### DIRECTIONS FOR THIS TASK
Give back the lines of the entries below exactly as written, from the first line to the line holding "244L37 259L50 272L53", both included, with the pictures omitted.

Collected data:
== Segment start ==
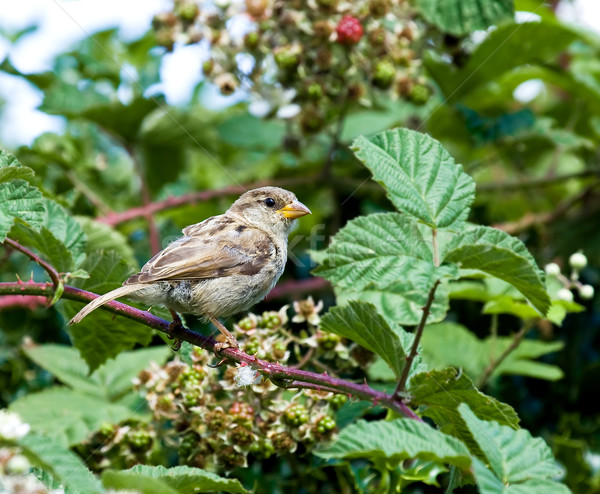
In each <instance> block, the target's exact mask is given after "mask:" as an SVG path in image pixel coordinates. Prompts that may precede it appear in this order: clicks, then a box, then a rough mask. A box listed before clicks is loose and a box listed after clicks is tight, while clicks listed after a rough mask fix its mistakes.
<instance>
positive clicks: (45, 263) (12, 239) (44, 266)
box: [4, 238, 60, 286]
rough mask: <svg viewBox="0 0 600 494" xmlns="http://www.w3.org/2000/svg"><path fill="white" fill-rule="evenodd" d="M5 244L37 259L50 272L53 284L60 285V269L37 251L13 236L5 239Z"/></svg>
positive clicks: (45, 270)
mask: <svg viewBox="0 0 600 494" xmlns="http://www.w3.org/2000/svg"><path fill="white" fill-rule="evenodd" d="M4 245H8V246H10V247H12V248H13V249H15V250H18V251H19V252H22V253H23V254H25V255H26V256H27V257H29V258H30V259H31V260H32V261H35V262H36V263H38V264H39V265H40V266H41V267H42V268H44V270H45V271H46V273H48V276H50V279H51V280H52V284H53V285H54V286H58V285H59V284H60V276H59V274H58V271H57V270H56V269H54V266H52V265H50V264H48V263H47V262H46V261H44V260H43V259H42V258H41V257H40V256H38V255H37V254H36V253H35V252H33V251H31V250H29V249H28V248H27V247H23V246H22V245H21V244H20V243H19V242H17V241H15V240H13V239H11V238H6V239H5V240H4Z"/></svg>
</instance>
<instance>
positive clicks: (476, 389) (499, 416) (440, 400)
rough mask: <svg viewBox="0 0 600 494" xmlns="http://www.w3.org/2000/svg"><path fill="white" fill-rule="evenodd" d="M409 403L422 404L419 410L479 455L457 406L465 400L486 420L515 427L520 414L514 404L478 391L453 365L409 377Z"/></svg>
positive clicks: (422, 372)
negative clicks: (492, 421) (454, 367)
mask: <svg viewBox="0 0 600 494" xmlns="http://www.w3.org/2000/svg"><path fill="white" fill-rule="evenodd" d="M408 391H409V393H410V396H411V398H410V401H411V403H412V404H415V405H420V406H425V407H426V408H425V410H424V411H423V412H422V413H423V414H424V415H425V416H427V417H429V418H431V419H432V420H433V421H434V422H435V423H436V424H437V426H438V427H439V428H440V430H441V431H442V432H444V433H446V434H449V435H451V436H454V437H456V438H458V439H460V440H461V441H462V442H463V443H465V444H466V445H467V446H468V447H469V450H470V451H471V452H472V453H473V454H475V455H477V456H479V455H480V454H481V452H480V451H479V449H478V447H477V443H476V441H475V440H474V439H473V436H472V435H471V433H470V431H469V429H468V428H467V426H466V424H465V423H464V421H463V419H462V418H461V416H460V414H459V413H458V406H459V405H460V404H461V403H466V404H467V405H469V407H470V408H472V409H473V410H474V412H475V414H476V415H477V416H478V417H480V418H482V419H487V420H496V421H498V422H499V423H501V424H503V425H508V426H510V427H512V428H518V425H519V417H518V416H517V414H516V412H515V411H514V410H513V408H512V407H511V406H509V405H506V404H504V403H500V402H499V401H498V400H496V399H494V398H492V397H490V396H486V395H484V394H483V393H481V392H480V391H479V390H478V389H477V388H476V387H475V386H474V385H473V383H472V382H471V380H470V379H469V378H468V377H467V376H466V375H465V374H462V373H460V374H458V375H457V371H456V370H455V369H444V370H441V371H440V370H434V371H430V372H422V373H420V374H416V375H414V376H413V377H412V379H411V381H410V386H409V390H408Z"/></svg>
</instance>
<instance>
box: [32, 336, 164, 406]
mask: <svg viewBox="0 0 600 494" xmlns="http://www.w3.org/2000/svg"><path fill="white" fill-rule="evenodd" d="M24 352H25V354H26V355H27V356H28V357H29V358H30V359H31V360H33V361H34V362H35V363H36V364H38V365H39V366H40V367H42V368H44V369H46V370H47V371H48V372H50V373H52V374H53V375H54V376H56V377H57V378H58V379H59V380H60V381H61V382H63V383H64V384H66V385H68V386H70V387H71V388H72V389H73V390H75V391H79V392H81V393H85V394H88V395H90V396H95V397H97V398H102V399H103V400H105V401H115V400H117V399H119V398H121V397H122V396H123V395H124V394H125V393H127V392H129V391H131V390H133V382H132V381H133V379H134V378H135V377H137V376H138V374H139V373H140V372H141V371H142V370H143V369H145V368H147V367H148V366H149V365H150V363H151V362H156V363H158V364H160V365H162V364H163V363H164V362H165V360H166V359H167V358H168V357H169V355H170V354H171V350H170V349H169V348H168V347H166V346H159V347H153V348H142V349H139V350H134V351H132V352H123V353H121V354H119V355H118V356H117V357H116V358H115V359H114V360H109V361H108V362H106V363H105V364H104V365H102V366H100V367H99V368H98V369H97V370H96V371H95V372H94V373H93V374H91V375H90V373H89V369H88V366H87V364H86V363H85V361H84V360H83V359H82V358H81V356H80V355H79V351H78V350H77V349H75V348H73V347H69V346H66V345H54V344H47V345H40V346H35V347H26V348H24Z"/></svg>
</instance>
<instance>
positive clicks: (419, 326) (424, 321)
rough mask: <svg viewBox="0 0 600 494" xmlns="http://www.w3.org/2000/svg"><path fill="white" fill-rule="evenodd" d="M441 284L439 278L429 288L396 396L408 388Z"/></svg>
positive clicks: (395, 391)
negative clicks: (433, 300) (427, 320)
mask: <svg viewBox="0 0 600 494" xmlns="http://www.w3.org/2000/svg"><path fill="white" fill-rule="evenodd" d="M439 284H440V280H437V281H436V282H435V283H434V284H433V286H432V287H431V290H429V295H428V296H427V302H426V303H425V307H423V315H422V316H421V320H420V321H419V325H418V326H417V329H416V330H415V339H414V342H413V346H412V347H411V349H410V353H409V354H408V357H406V362H405V363H404V368H403V369H402V375H401V376H400V380H399V381H398V386H396V391H394V396H398V395H400V394H401V393H402V392H403V391H404V390H405V389H406V381H407V379H408V373H409V372H410V368H411V367H412V363H413V361H414V359H415V357H416V355H417V350H418V349H419V343H420V342H421V336H423V329H425V324H426V323H427V318H428V317H429V313H430V310H431V306H432V305H433V300H434V299H435V291H436V290H437V287H438V285H439Z"/></svg>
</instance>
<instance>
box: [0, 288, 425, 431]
mask: <svg viewBox="0 0 600 494" xmlns="http://www.w3.org/2000/svg"><path fill="white" fill-rule="evenodd" d="M53 292H54V289H53V287H52V285H50V284H49V283H27V284H24V283H0V295H43V296H51V295H52V293H53ZM96 297H98V295H96V294H94V293H91V292H87V291H85V290H81V289H79V288H75V287H72V286H68V285H65V289H64V292H63V295H62V298H64V299H69V300H76V301H79V302H89V301H91V300H93V299H95V298H96ZM102 309H104V310H108V311H110V312H113V313H115V314H119V315H122V316H125V317H127V318H129V319H132V320H134V321H137V322H140V323H142V324H145V325H146V326H149V327H151V328H154V329H157V330H159V331H162V332H165V333H168V334H169V335H170V336H171V337H173V338H175V339H177V340H181V341H187V342H188V343H191V344H192V345H196V346H199V347H200V348H205V349H207V350H209V351H214V348H215V345H216V344H217V342H216V341H215V340H213V339H212V338H207V337H206V336H202V335H200V334H198V333H195V332H194V331H191V330H189V329H187V328H184V327H182V326H178V327H175V328H171V329H170V328H169V324H170V323H169V321H166V320H164V319H161V318H160V317H157V316H154V315H152V314H150V313H149V312H147V311H143V310H140V309H136V308H134V307H130V306H129V305H126V304H123V303H121V302H116V301H114V300H113V301H112V302H109V303H108V304H106V305H103V306H102ZM219 355H221V356H223V357H224V358H226V359H228V360H230V361H232V362H237V363H242V362H244V363H246V364H248V365H249V366H251V367H253V368H254V369H257V370H258V371H260V372H261V373H262V374H263V375H264V376H266V377H268V378H269V379H271V380H273V381H276V382H281V381H286V384H285V385H284V386H288V387H289V386H292V387H298V386H299V385H302V384H308V386H309V387H311V389H317V387H318V389H321V390H324V391H325V390H326V391H331V392H336V393H343V394H348V395H352V396H355V397H357V398H360V399H363V400H367V401H371V402H373V403H380V404H381V405H383V406H386V407H388V408H390V409H392V410H394V411H396V412H397V413H399V414H401V415H403V416H405V417H408V418H411V419H414V420H422V419H421V418H420V417H419V416H418V415H416V414H415V413H414V412H413V411H412V410H411V409H410V408H409V407H408V406H407V405H406V404H405V403H404V402H403V401H402V399H401V398H400V397H398V396H396V395H394V394H387V393H385V392H383V391H377V390H376V389H373V388H370V387H369V386H368V385H367V384H357V383H353V382H350V381H345V380H343V379H339V378H336V377H331V376H329V375H327V374H317V373H316V372H310V371H305V370H301V369H292V368H289V367H284V366H282V365H280V364H276V363H272V362H267V361H265V360H260V359H258V358H257V357H256V356H251V355H248V354H246V353H244V352H242V351H241V350H236V349H233V348H226V349H224V350H222V351H220V352H219ZM311 385H314V386H315V387H313V386H311Z"/></svg>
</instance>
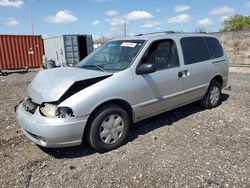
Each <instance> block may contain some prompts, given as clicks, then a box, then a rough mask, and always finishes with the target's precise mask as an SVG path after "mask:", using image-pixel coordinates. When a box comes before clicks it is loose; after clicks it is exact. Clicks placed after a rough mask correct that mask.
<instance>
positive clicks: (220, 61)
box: [212, 59, 226, 64]
mask: <svg viewBox="0 0 250 188" xmlns="http://www.w3.org/2000/svg"><path fill="white" fill-rule="evenodd" d="M224 61H226V60H225V59H223V60H220V61H214V62H212V63H213V64H216V63H221V62H224Z"/></svg>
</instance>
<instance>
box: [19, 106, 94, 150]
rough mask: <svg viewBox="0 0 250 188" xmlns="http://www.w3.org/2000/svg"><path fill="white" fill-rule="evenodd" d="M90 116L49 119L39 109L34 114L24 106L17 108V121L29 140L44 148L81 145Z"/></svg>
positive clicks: (21, 128)
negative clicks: (45, 116)
mask: <svg viewBox="0 0 250 188" xmlns="http://www.w3.org/2000/svg"><path fill="white" fill-rule="evenodd" d="M88 117H89V116H82V117H77V118H75V117H70V118H47V117H44V116H42V115H41V114H40V112H39V109H38V108H37V109H36V111H35V113H34V114H31V113H29V112H27V111H26V110H25V109H24V108H23V106H22V105H19V106H17V108H16V120H17V123H18V124H19V125H20V126H21V129H22V132H23V133H24V134H25V136H26V137H27V138H29V139H30V140H31V141H33V142H35V143H36V144H38V145H40V146H43V147H51V148H52V147H53V148H56V147H67V146H75V145H80V144H81V142H82V136H83V132H84V128H85V125H86V122H87V119H88Z"/></svg>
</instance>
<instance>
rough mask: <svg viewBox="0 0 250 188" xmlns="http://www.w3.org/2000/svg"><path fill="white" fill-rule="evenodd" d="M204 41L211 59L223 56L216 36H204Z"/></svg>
mask: <svg viewBox="0 0 250 188" xmlns="http://www.w3.org/2000/svg"><path fill="white" fill-rule="evenodd" d="M205 41H206V43H207V46H208V49H209V52H210V56H211V58H212V59H215V58H218V57H222V56H223V49H222V47H221V45H220V43H219V41H218V40H217V39H216V38H212V37H205Z"/></svg>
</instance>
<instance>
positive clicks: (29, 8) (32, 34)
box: [28, 0, 34, 35]
mask: <svg viewBox="0 0 250 188" xmlns="http://www.w3.org/2000/svg"><path fill="white" fill-rule="evenodd" d="M28 5H29V16H30V25H31V33H32V35H34V26H33V17H32V9H31V2H30V0H28Z"/></svg>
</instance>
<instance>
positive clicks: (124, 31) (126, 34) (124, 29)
mask: <svg viewBox="0 0 250 188" xmlns="http://www.w3.org/2000/svg"><path fill="white" fill-rule="evenodd" d="M126 36H127V21H126V19H125V21H124V37H126Z"/></svg>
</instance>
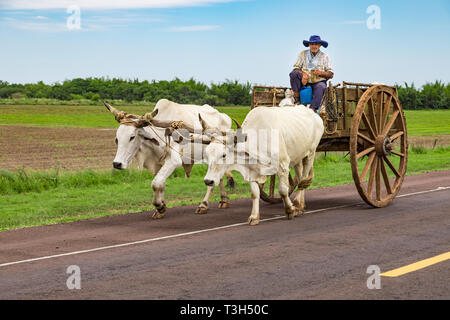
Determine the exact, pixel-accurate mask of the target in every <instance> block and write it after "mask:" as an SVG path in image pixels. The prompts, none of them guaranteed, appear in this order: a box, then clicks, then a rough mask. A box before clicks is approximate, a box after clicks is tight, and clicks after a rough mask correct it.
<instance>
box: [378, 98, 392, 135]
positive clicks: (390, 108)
mask: <svg viewBox="0 0 450 320" xmlns="http://www.w3.org/2000/svg"><path fill="white" fill-rule="evenodd" d="M391 102H392V96H391V95H389V96H388V98H387V101H386V103H385V104H384V110H383V117H382V118H381V123H382V126H381V128H380V130H381V131H383V130H384V127H385V125H386V122H387V116H388V114H389V111H390V110H391Z"/></svg>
== Segment end ==
### RESULT OF THE TASK
In each <instance> block, the target's exact mask is given after "mask:" as an SVG path in image pixel coordinates. Prompts that may precede it appear in this order: clicks, then a box, then a rough mask. A box listed before clicks is loose and a box listed after clicks is tight, while clicks listed after a rough mask fix its mistakes.
<instance>
positive clicks: (45, 263) (12, 239) (44, 266)
box: [4, 238, 60, 286]
rough mask: <svg viewBox="0 0 600 494" xmlns="http://www.w3.org/2000/svg"><path fill="white" fill-rule="evenodd" d="M5 244L37 259L50 272L53 284L60 285V269L37 251L13 236L5 239Z"/></svg>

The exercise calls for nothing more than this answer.